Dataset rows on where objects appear
+--

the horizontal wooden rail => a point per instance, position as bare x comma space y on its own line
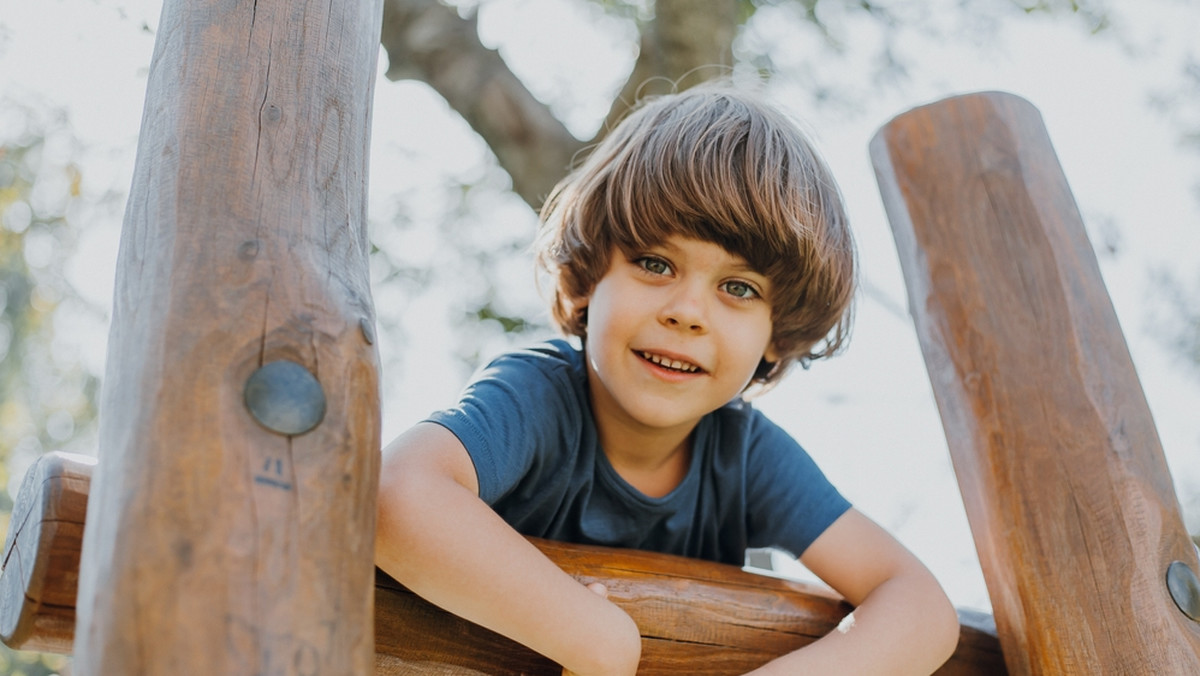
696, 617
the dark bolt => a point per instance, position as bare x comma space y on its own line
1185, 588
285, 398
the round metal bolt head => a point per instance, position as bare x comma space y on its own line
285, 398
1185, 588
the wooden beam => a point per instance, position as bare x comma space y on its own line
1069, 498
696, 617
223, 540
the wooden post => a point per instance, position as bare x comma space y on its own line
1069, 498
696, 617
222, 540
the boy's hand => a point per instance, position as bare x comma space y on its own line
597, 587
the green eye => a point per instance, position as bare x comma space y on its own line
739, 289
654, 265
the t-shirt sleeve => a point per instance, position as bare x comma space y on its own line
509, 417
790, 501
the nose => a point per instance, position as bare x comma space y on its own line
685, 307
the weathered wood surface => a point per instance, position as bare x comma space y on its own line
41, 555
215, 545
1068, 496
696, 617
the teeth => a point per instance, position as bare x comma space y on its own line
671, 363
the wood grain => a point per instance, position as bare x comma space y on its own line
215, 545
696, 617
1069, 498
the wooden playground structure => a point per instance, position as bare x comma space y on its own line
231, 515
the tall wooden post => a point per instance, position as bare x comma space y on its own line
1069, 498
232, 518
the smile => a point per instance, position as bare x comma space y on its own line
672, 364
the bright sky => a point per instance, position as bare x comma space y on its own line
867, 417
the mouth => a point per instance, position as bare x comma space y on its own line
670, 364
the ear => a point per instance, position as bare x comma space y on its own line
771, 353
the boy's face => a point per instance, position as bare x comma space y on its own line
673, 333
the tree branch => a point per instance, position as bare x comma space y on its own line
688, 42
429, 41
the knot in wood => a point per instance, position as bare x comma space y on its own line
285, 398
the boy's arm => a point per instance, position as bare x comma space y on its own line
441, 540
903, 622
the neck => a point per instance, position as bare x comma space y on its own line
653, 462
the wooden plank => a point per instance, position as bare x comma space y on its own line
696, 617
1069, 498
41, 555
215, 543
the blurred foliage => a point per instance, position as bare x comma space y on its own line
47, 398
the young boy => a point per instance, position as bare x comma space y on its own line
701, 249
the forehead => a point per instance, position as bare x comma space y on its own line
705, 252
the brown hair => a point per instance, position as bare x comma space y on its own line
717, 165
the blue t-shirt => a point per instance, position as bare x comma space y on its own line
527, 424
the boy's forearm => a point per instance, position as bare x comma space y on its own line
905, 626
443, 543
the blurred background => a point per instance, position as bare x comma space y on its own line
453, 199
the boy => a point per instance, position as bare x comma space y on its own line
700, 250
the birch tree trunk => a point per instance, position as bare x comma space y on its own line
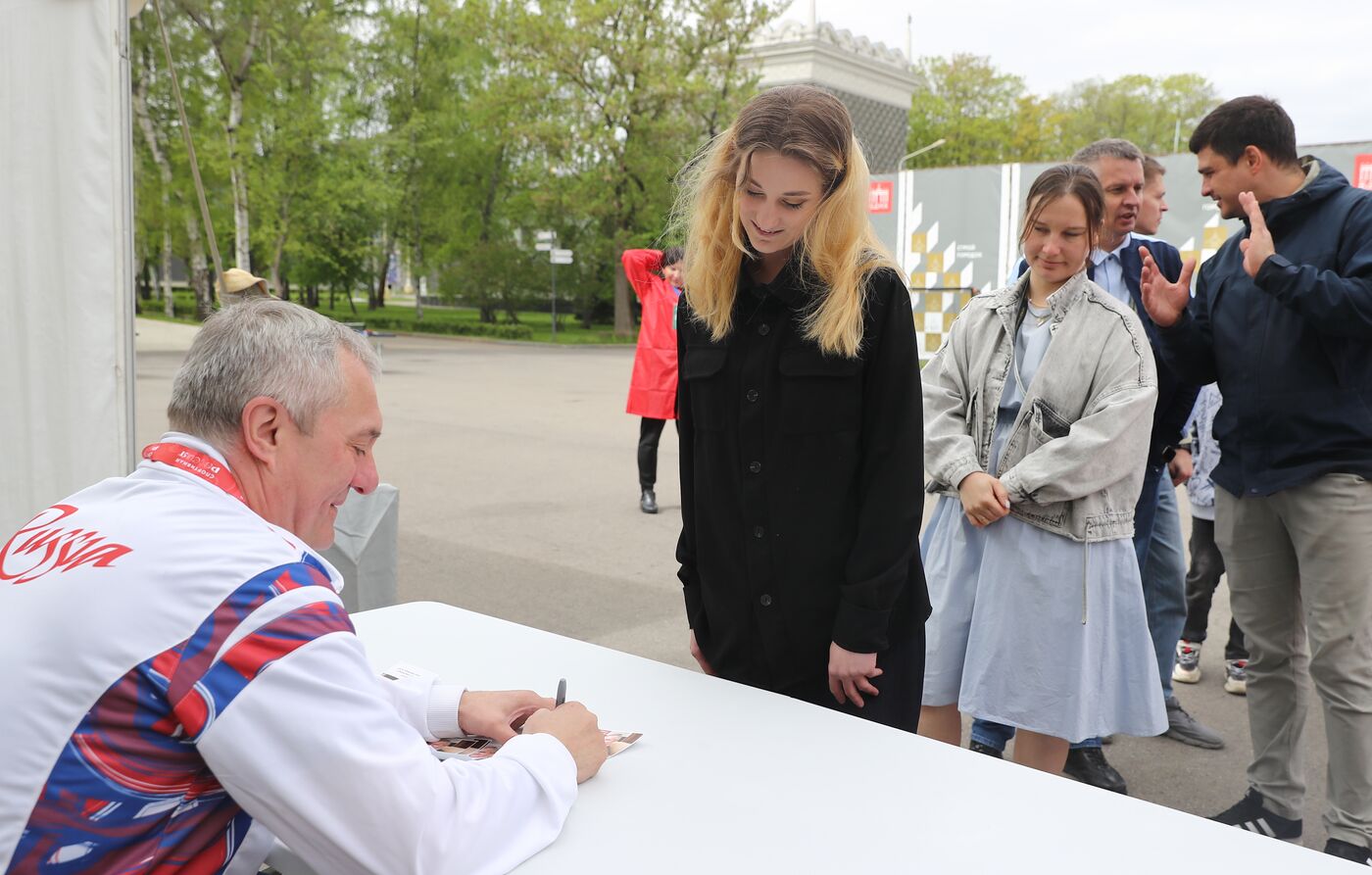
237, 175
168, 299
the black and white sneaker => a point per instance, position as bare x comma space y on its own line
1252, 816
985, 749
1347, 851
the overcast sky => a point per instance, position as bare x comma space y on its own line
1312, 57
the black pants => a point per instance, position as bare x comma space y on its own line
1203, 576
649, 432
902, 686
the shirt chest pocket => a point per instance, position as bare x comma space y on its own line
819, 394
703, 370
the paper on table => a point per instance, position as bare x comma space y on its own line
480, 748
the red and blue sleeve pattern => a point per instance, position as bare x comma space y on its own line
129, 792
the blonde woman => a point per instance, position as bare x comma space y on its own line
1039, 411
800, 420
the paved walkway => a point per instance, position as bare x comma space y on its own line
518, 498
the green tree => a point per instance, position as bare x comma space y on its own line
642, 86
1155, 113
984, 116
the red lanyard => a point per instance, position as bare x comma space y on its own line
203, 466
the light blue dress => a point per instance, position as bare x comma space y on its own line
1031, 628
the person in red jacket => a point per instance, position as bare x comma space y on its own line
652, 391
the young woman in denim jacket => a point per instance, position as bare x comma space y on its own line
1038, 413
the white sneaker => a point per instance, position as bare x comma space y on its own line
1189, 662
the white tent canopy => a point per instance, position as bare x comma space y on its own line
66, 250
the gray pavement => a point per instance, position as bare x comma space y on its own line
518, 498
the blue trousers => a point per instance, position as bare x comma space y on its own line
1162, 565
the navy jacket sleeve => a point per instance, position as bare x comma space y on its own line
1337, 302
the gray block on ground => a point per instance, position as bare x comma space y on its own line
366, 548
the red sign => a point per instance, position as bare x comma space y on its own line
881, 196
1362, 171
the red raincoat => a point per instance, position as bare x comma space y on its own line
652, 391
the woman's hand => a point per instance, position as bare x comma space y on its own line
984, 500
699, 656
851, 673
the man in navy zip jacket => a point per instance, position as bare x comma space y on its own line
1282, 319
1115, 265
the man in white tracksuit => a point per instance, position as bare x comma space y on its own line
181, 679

+--

Goal
Pictures don't belong in the copy. Restate all the entries exactly.

Final result
the horizontal wooden rail => a point per instance, position as bare x comma space y on its own line
696, 617
the dark bolt => a point per instance, position as bare x comma space y on its own line
1185, 588
285, 398
the round metal bolt head => a point per instance, position as bare x comma space y on its own line
285, 398
1185, 588
the wooden beam => a point per instance, position as bare x comma space y on its own line
1069, 498
696, 617
223, 540
the wooden post => a point per instance, position as bare x comma space y on its own line
1069, 498
696, 617
222, 540
the boy's hand => a point per instance, position as bare x comma space y on its own line
597, 587
the green eye => a point per instance, position as bare x comma space y on its own line
739, 289
654, 265
the t-shirt sleeve => a point per instance, position as bare x comma space y on its own line
509, 417
790, 501
the nose => a point per instance, position as bare x comma space y on its own line
685, 307
the weathered wood surface => a point per instance, position as bare x comma space y on its own line
41, 555
215, 545
1068, 496
696, 617
the teeth => a point per instance, position as bare x comma space y on its own line
671, 363
the wood grain => a point per instance, position as bare x comma space y on its own line
215, 545
696, 617
1069, 498
the wooden playground structure => a point per instance, position as bare x comma space y on its own line
231, 515
the tall wooden post => a point per instance, position as bare x comma space y on its own line
1069, 498
232, 518
the smile => a point per instance, position as bare x comma space y on its own line
672, 364
the bright sky => a point per instance, position as bare x comma space y on its own line
867, 417
the mouth => a point per instance, position as bare x comma space y on its own line
670, 364
the ear => a point per instance, position as bare x comma space y on its own line
771, 353
the boy's face => a point per instance, position as bare x comma space y on its own line
673, 333
the tree branch => a point per instance, position as bare x comma space y on its own line
688, 42
429, 41
the knot in wood => a point per instance, position as bare x comma space y on its own line
285, 398
the boy's arm => a point per instance, position as bare x comma space y on its own line
441, 540
903, 622
the neck => a point per instance, position as bare x comma space y on its own line
653, 462
the wooden plank => a point per instance, position as bare x comma space y on its own line
696, 617
1069, 498
41, 555
215, 543
the blurred foliage => a point per instance, position as bare x comma space y on its own line
47, 398
the young boy => a point per instance, position as bare x comma space y on its own line
701, 249
the forehead => a point per instance, position as bare x comma space y on its own line
705, 252
the brown hair => a point per instance, position as bare x comma space y on its own line
717, 165
the blue t-shirt => a point per instance, position as bare x comma space y on its own line
527, 424
the boy's forearm => a point per instance, position as bare x comma space y on its own line
905, 626
443, 543
the blurred background => a point per instance, position as bare x comma space y on its own line
453, 199
the boy => a point per instance, position as bare x comma space y on its own line
700, 250
the birch tree trunk => a point per instance, position as bare x comma space y on its own line
237, 175
168, 299
the black and white sneaker => a point per instance, position as bare x comma space y on its own line
1252, 816
985, 749
1347, 851
the overcast sky => a point per instance, position as bare x comma space y on its own line
1312, 57
the black pants => a point per instance, position as bare x comma space y on its own line
1203, 576
649, 432
902, 686
the shirt chest pocket => a point per instance, position as bare x comma space y on its own line
819, 394
703, 370
the paper on table => a point per instance, position as bare x comma space y on its own line
480, 748
the red and blue sleeve pattern => a point per instance, position as bare x comma space y on its own line
129, 792
the blonde woman => a point per instance, position as bare x comma space y on its own line
1039, 411
800, 420
the paved walkway => a point per instance, position as bare x comma space y on its own line
518, 498
the green tree => a point per instance, position as bare x comma space y on its own line
642, 86
1155, 113
984, 116
the red lanyard => a point per instance, position as bare x comma space y on its own line
203, 466
the light blue dress => a point per instance, position as bare x comma space y on its own line
1031, 628
the person in red jacket => a point per instance, position as bare x comma space y on its own line
652, 391
the young woman in denim jacket => a point per instance, position as bare x comma space y on its own line
1038, 413
the white sneaker => a point per instance, position as bare x comma space y on its own line
1189, 662
the white tent canopy => a point per instance, position as bare x comma space y on its own line
66, 250
the gray pavement => a point per instance, position as bare x comma space y on its own line
518, 498
the blue trousers => a point per instance, position as bare x comma space y on its own line
1162, 565
the navy jacket sleeve => a point per instance, position as bare x comma space y on its own line
1337, 302
the gray block on ground => a point per instance, position as bare x comma space y on its own line
366, 548
the red sign => a point per instance, position as bare x comma space y on its own line
881, 196
1362, 171
the red raincoat => a point per instance, position as bare x comma space y on its own line
652, 391
the woman's hand => a point per instance, position as bare x comma space y on its own line
984, 500
699, 656
851, 673
the man in navy zip jacket => a point per instance, position as bare x comma space y on its own line
1282, 319
1115, 265
the man in white tracksuit => a point per instance, position as bare x comma space y on its own line
181, 679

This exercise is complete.